PROBLEMS →
1. In the Full Throttle sound thread, which motherboard does FALLOUTGOD say his new system uses?
2. Resume the Full Throttle sound thread, picking up right after its final post.

DOCUMENT →
# no sound for Full Throttle



## FALLOUTGOD (Mar 8, 2005)

Is there something I can dl to fix this problem, I want to play full throttle again but it won't configure to my sys.


----------



## jimscreechy (Jan 7, 2005)

How can I possibly resist the temptation to be sarcastic about someone who describes their problem in two lines. I think... I just did!


----------



## koala (Mar 27, 2005)

Or (more politely) :laugh: you need to post a few more details.


----------



## FALLOUTGOD (Mar 8, 2005)

Ok... how can I be more detailed, new sys, fairly up to date, don't feel like listing specs but to give a good idea my mobo is fatal1ty AA8XE and I have the sound card thats built into it. Righto, good video card and I can run HL2 at it's full potential. Yeah, recent build, love it. Now back too Full Throttle... which is at least 10+ years old.... Um... I can't configure it, the options of compatible sound cards it gives don't match mine. The only sound blaster one that sorta worked is fuzzy and the sound it staticy... any ideas?


----------



## jimscreechy (Jan 7, 2005)

Some of those older games are a ***** to get working on new systems, and even 'back in the day' could be a pain in the ***. 

They had a habit of listing specific devices, (both sound and video) which were the most commonly used/available at the time. This stems from the era when everything had to be soundblaster compatible or you were well and truly shafted. Some times they did include settings like "Generic sound card" or "system device" which would use your default device item for your system. Do you have these settings? If you do you could try these, if not the only thing you can do is go through each and hope they are a close enough match to your current system.

PROVIDED INFORMATION →
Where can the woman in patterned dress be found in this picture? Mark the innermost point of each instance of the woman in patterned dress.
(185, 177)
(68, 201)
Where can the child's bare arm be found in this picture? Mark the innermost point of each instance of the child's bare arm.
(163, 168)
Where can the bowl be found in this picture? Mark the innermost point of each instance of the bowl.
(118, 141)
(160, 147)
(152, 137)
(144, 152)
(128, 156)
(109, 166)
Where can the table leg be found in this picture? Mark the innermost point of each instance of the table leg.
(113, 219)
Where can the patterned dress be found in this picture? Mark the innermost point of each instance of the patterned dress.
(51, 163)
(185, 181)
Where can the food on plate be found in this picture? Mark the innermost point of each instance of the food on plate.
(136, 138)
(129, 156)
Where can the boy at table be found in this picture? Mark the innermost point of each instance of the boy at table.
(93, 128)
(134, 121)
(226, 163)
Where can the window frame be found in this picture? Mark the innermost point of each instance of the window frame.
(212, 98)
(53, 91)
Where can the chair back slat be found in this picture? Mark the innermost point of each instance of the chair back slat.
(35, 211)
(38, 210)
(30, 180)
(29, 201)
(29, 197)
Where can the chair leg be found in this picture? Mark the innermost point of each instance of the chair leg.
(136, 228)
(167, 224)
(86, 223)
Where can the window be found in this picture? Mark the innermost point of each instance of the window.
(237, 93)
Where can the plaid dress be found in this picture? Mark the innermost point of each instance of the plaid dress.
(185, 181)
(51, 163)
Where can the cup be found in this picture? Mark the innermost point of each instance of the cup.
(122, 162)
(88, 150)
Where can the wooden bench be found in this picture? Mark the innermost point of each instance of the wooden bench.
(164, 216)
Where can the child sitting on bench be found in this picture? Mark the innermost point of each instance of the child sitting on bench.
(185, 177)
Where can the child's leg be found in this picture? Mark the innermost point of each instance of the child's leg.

RESULTS IN ORDER →
1. A fatal1ty AA8XE, using its built-in sound card.

2.
I kinda get the feeling you have already done this but, let me scratch my head for a while. If it's any consolation, I have the same problems with some games (like the original commanche, even older than full throttle) which I can only play if I boot from a dos disk. Madness!


----------



## koala (Mar 27, 2005)

I found this at www.ntcompatible.com/Getting_Sound_in_Dos_Games_t10172.html

_All you need to do besides *converting the compatibility mode to support Win95 on the program properties* is to download and purchase the Soundfx 2000 program which allows proper soundblaster emulation for any and all dos games. This works with all game engines and all formats. Not even the software companies will suggest this program, they themselves wish you to download small patches, etc that will help. but the functionality of the game or program will still be limited. This soundblaster emulator will prevent any sound crashes in any game, and also perfect the sound for the game where you can play with full speech, music, sound effects etc. You may get this program at_
http://www.softsystem.co.uk/page3.htm


----------



## rpheckenkamp (Mar 7, 2005)

You need a SCUMM emulator to run those old Lucasarts games.

Here mate http://www.scummvm.org/


----------



## FALLOUTGOD (Mar 8, 2005)

sweet, thank you!!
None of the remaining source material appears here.